[Entries taken from a collection]
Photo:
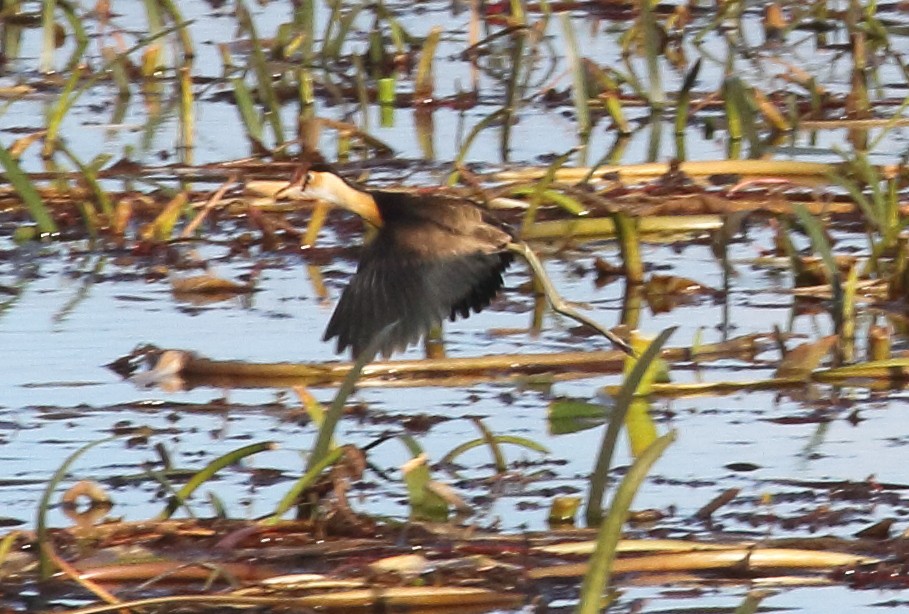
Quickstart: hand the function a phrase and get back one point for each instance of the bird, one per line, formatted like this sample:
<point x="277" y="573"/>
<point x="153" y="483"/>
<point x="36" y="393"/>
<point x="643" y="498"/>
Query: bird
<point x="433" y="257"/>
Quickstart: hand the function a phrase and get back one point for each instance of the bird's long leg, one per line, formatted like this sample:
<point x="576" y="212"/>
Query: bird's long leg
<point x="557" y="303"/>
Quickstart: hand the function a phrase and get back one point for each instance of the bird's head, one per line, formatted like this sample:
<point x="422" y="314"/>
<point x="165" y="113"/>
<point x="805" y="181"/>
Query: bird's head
<point x="328" y="186"/>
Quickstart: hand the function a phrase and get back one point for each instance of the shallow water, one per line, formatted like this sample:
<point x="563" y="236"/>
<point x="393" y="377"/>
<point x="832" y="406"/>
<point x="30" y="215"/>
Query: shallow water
<point x="77" y="309"/>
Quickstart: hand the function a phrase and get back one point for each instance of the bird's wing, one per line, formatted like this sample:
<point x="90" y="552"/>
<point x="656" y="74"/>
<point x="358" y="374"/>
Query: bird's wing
<point x="412" y="289"/>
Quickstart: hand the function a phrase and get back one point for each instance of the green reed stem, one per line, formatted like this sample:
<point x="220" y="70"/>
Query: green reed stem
<point x="600" y="474"/>
<point x="596" y="580"/>
<point x="79" y="34"/>
<point x="208" y="472"/>
<point x="579" y="81"/>
<point x="26" y="190"/>
<point x="266" y="91"/>
<point x="45" y="565"/>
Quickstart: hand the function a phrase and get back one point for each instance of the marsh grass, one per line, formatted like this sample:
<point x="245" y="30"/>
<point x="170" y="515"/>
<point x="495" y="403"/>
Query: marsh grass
<point x="362" y="57"/>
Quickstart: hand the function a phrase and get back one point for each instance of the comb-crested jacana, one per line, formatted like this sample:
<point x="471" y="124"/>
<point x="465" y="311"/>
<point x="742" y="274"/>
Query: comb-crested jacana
<point x="433" y="257"/>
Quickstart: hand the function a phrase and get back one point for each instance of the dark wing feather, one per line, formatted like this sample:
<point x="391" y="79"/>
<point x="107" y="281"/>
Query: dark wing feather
<point x="394" y="285"/>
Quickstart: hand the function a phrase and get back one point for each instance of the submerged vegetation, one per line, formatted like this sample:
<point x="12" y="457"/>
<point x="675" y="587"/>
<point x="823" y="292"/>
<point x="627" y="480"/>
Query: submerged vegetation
<point x="638" y="130"/>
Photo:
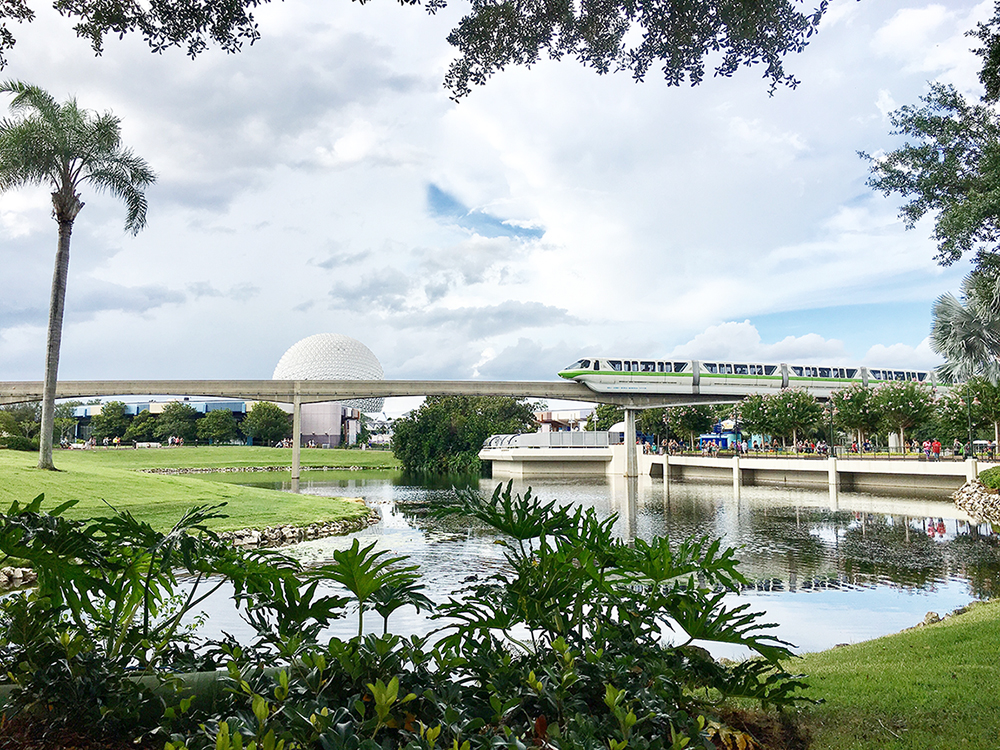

▶ _Exercise requirements_: Without altering anything, output all the lines above but none of the images.

▶ _Output for this task_:
Photo:
Quickstart: hand the function a phrase and get back one point for each instance of the bird, one per line, formatted like this sample:
<point x="277" y="573"/>
<point x="153" y="483"/>
<point x="36" y="393"/>
<point x="643" y="498"/>
Query: bird
<point x="433" y="257"/>
Quickstart: hand the function a phrase and get back one point for each instance of the bird's long leg, one per line, formatted like this sample:
<point x="576" y="212"/>
Query: bird's long leg
<point x="557" y="303"/>
Quickstart: hand the function a phrase and get back one point for each instance of the bird's head, one per line, formatted like this sample:
<point x="422" y="314"/>
<point x="165" y="113"/>
<point x="805" y="181"/>
Query: bird's head
<point x="328" y="186"/>
Quickstart: hand the function a phrase and get back one point for each instance of the shallow water, one per line, formatted like this sample:
<point x="563" y="236"/>
<point x="393" y="377"/>
<point x="832" y="406"/>
<point x="30" y="215"/>
Query: shallow water
<point x="77" y="309"/>
Quickstart: hand the function a phrase and get back one point for each instance of the bird's wing, one per line, formatted like this sample:
<point x="90" y="552"/>
<point x="656" y="74"/>
<point x="358" y="374"/>
Query: bird's wing
<point x="412" y="289"/>
Quickstart: hand the function a phrase and get back one point for each instance of the green reed stem, one per line, formatted like this sample:
<point x="220" y="70"/>
Query: green reed stem
<point x="600" y="474"/>
<point x="596" y="580"/>
<point x="79" y="34"/>
<point x="208" y="472"/>
<point x="579" y="81"/>
<point x="26" y="190"/>
<point x="266" y="91"/>
<point x="45" y="565"/>
Quickstart: hand the function a phrase and get back one point for each instance of the marsh grass, one per line, formatted like this sample:
<point x="245" y="30"/>
<point x="170" y="515"/>
<point x="495" y="403"/>
Query: marsh grass
<point x="362" y="57"/>
Quickstart: hand the function a phrase and get back one point for each instance of the comb-crested jacana, one per line, formatted like this sample:
<point x="471" y="124"/>
<point x="465" y="311"/>
<point x="742" y="274"/>
Query: comb-crested jacana
<point x="433" y="257"/>
Quickstart: hand the function a phrase and get back one point for each instance of the dark wing feather, one per line, formatted like this sample:
<point x="391" y="79"/>
<point x="107" y="281"/>
Query: dark wing feather
<point x="394" y="285"/>
Quickstart: hand the function a phrase and get back one point for each instance of the submerged vegetation, one per line, formatted like this sample:
<point x="12" y="457"/>
<point x="675" y="587"/>
<point x="823" y="292"/>
<point x="627" y="480"/>
Query: submerged vegetation
<point x="638" y="130"/>
Photo:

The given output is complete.